• WHAT TO WORK ON: How many lines in the data below contain the string "object"? Reply with the number alone.

—————

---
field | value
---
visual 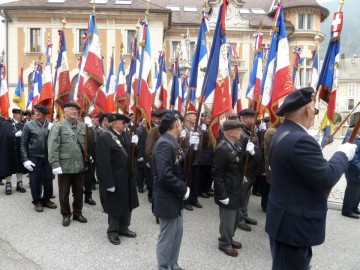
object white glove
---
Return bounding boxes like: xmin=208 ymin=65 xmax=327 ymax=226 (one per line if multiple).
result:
xmin=183 ymin=187 xmax=190 ymax=200
xmin=84 ymin=116 xmax=93 ymax=127
xmin=219 ymin=198 xmax=229 ymax=205
xmin=336 ymin=143 xmax=357 ymax=161
xmin=23 ymin=160 xmax=35 ymax=172
xmin=131 ymin=134 xmax=139 ymax=145
xmin=189 ymin=132 xmax=200 ymax=150
xmin=246 ymin=142 xmax=255 ymax=156
xmin=53 ymin=167 xmax=62 ymax=175
xmin=108 ymin=187 xmax=115 ymax=192
xmin=180 ymin=129 xmax=186 ymax=139
xmin=259 ymin=122 xmax=266 ymax=131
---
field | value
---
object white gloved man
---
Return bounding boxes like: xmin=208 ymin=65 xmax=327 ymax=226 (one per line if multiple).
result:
xmin=189 ymin=132 xmax=200 ymax=150
xmin=53 ymin=167 xmax=62 ymax=175
xmin=131 ymin=134 xmax=139 ymax=145
xmin=84 ymin=116 xmax=93 ymax=127
xmin=180 ymin=129 xmax=186 ymax=139
xmin=336 ymin=143 xmax=357 ymax=161
xmin=259 ymin=122 xmax=266 ymax=132
xmin=219 ymin=198 xmax=230 ymax=205
xmin=246 ymin=142 xmax=255 ymax=156
xmin=23 ymin=160 xmax=35 ymax=172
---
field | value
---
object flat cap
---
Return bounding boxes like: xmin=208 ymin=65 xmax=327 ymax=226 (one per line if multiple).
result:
xmin=34 ymin=104 xmax=50 ymax=114
xmin=223 ymin=120 xmax=241 ymax=131
xmin=64 ymin=102 xmax=80 ymax=111
xmin=276 ymin=87 xmax=315 ymax=116
xmin=239 ymin=109 xmax=256 ymax=116
xmin=109 ymin=113 xmax=130 ymax=123
xmin=159 ymin=111 xmax=180 ymax=134
xmin=11 ymin=108 xmax=23 ymax=113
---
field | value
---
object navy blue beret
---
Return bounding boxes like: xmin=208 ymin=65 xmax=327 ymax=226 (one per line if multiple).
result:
xmin=276 ymin=87 xmax=315 ymax=116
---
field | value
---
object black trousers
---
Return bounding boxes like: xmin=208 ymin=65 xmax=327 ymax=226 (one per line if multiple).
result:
xmin=29 ymin=157 xmax=54 ymax=204
xmin=107 ymin=213 xmax=131 ymax=236
xmin=270 ymin=237 xmax=312 ymax=270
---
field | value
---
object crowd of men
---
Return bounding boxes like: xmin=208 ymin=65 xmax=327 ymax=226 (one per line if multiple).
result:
xmin=0 ymin=88 xmax=359 ymax=269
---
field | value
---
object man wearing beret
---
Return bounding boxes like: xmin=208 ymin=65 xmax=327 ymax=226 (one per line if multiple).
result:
xmin=265 ymin=87 xmax=356 ymax=270
xmin=20 ymin=104 xmax=57 ymax=212
xmin=96 ymin=113 xmax=139 ymax=245
xmin=0 ymin=109 xmax=26 ymax=195
xmin=211 ymin=120 xmax=243 ymax=257
xmin=48 ymin=102 xmax=87 ymax=227
xmin=152 ymin=111 xmax=190 ymax=270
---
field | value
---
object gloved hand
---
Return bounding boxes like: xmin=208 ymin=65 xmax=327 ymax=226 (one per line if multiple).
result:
xmin=23 ymin=160 xmax=35 ymax=172
xmin=131 ymin=134 xmax=139 ymax=145
xmin=84 ymin=116 xmax=93 ymax=127
xmin=183 ymin=187 xmax=190 ymax=200
xmin=246 ymin=142 xmax=255 ymax=156
xmin=219 ymin=198 xmax=229 ymax=205
xmin=259 ymin=122 xmax=266 ymax=131
xmin=189 ymin=132 xmax=200 ymax=150
xmin=336 ymin=143 xmax=357 ymax=161
xmin=180 ymin=129 xmax=186 ymax=139
xmin=53 ymin=167 xmax=62 ymax=175
xmin=107 ymin=187 xmax=115 ymax=192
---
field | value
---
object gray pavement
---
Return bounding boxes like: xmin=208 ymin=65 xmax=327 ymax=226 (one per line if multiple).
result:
xmin=0 ymin=138 xmax=360 ymax=270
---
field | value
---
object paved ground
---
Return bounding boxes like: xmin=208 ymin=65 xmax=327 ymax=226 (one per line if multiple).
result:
xmin=0 ymin=138 xmax=360 ymax=270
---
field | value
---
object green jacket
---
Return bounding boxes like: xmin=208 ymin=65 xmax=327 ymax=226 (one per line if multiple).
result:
xmin=48 ymin=119 xmax=85 ymax=173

—————

• RESULT: 11